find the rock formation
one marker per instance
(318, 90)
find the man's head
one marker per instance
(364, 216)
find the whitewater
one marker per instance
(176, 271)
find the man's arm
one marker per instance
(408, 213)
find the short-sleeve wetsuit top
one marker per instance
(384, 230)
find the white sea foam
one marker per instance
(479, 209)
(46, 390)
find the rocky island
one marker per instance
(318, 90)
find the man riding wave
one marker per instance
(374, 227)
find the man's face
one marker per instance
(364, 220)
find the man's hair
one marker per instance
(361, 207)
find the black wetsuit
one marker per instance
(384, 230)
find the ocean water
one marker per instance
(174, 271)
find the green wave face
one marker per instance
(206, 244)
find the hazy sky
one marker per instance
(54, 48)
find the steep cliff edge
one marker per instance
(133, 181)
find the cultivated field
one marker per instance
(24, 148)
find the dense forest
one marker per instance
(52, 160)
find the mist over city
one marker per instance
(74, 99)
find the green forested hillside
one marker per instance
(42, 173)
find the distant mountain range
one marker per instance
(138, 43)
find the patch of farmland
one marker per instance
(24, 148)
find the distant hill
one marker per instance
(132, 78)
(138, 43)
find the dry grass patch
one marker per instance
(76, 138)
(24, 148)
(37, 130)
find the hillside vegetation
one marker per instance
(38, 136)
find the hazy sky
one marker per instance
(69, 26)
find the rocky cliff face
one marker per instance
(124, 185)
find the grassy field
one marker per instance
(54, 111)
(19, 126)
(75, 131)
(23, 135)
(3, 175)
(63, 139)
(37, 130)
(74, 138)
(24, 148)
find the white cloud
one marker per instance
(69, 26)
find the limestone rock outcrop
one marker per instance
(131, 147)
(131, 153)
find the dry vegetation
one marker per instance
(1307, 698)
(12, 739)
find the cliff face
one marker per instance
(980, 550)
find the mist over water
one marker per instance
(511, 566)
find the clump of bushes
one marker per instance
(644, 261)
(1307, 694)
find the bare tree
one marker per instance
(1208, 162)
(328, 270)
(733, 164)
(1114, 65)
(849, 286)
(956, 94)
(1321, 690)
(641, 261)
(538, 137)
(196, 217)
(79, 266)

----------

Update the data from the line containing "find the mist over water" through the end, inclusive, by changing "bushes" to "shrubs" and leaving everything else as it is.

▶ _TASK SOLUTION_:
find the mist over water
one marker per instance
(511, 566)
find the clump of shrubs
one marker per instance
(644, 261)
(1307, 694)
find the bare tree
one marker per instance
(1208, 162)
(328, 270)
(733, 164)
(1114, 65)
(849, 286)
(956, 94)
(1321, 690)
(641, 261)
(538, 137)
(196, 217)
(79, 266)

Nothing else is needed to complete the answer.